◆ What this task involves: The result should be all the records, exact and complete, without a single picture.

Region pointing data
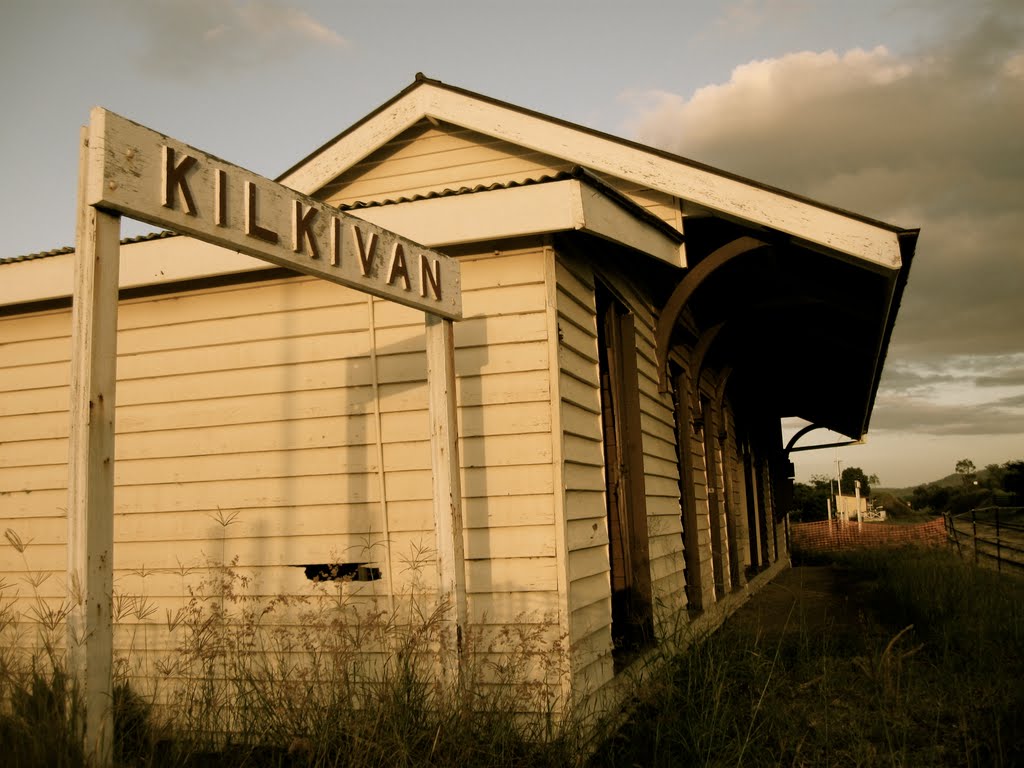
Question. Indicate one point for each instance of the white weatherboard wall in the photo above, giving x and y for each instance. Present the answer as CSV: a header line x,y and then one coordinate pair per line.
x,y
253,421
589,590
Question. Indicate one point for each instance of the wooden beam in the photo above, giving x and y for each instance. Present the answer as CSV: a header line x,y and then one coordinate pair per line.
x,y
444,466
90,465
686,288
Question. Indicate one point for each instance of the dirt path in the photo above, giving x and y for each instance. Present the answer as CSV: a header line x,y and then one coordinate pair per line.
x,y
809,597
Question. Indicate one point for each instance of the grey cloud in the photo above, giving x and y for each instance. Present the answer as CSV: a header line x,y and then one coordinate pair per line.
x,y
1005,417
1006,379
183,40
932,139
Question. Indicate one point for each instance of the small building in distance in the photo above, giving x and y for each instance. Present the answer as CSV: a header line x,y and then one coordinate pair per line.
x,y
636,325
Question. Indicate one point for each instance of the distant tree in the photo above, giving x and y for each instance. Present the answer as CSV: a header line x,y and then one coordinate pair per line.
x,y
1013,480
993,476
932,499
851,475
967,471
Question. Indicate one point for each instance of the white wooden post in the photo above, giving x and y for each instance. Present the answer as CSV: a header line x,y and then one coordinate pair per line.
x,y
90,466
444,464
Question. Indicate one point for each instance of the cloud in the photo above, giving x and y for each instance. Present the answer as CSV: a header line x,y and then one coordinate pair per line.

◆ Answer below:
Question. Indicate one point for each instance of the white weatherboard wall in the photo above, giving x and y for each instance. Present the answer as CSV: a header line x,y and then one coordinate pair per line.
x,y
253,421
589,590
Question. Indicate one point for each instance of the wooden beam in the photo above, giving x and y for each instance. Present the answer as CSV: a header line x,y and then one coordinate pair per line.
x,y
444,466
90,465
686,288
Question. Indicate one point for each instance of the dirt path in the photo above, giving x and y for each instance. Present the answer as CSV: a header line x,y and then one coordinate pair per line.
x,y
809,597
Question. Indicate one point for each instance of the grey cloud in the photo above, giving x and y for each instance. Present the answer as CSV: a header line x,y and then one coordinate pair per line.
x,y
1005,417
1006,379
183,40
932,139
Question. Indicate one point for each instance of the small building in distance in the photo above, giving x and y for each instance. Present the answer as CSV: a header line x,y and then one coordinate pair per line.
x,y
636,325
Question. Indicate one point for each instance of the distant tree in the photo above, giving x and y for each instance. Present the answer as CSV: a header line x,y and then one coordinate pair per line.
x,y
1013,480
993,476
932,499
851,475
967,471
Question. Indicate one point for each instance of the white wooden post in the photo above, giving x and y for each instance. Present the answer as CSV: a header line x,y and then one coordinate pair per line.
x,y
90,466
444,464
Question. Indicate one point for each instance of the cloud in the photo above, giving x and y for each instance. Present the answer as CSV: a header line x,y and then one coordinate pair per line.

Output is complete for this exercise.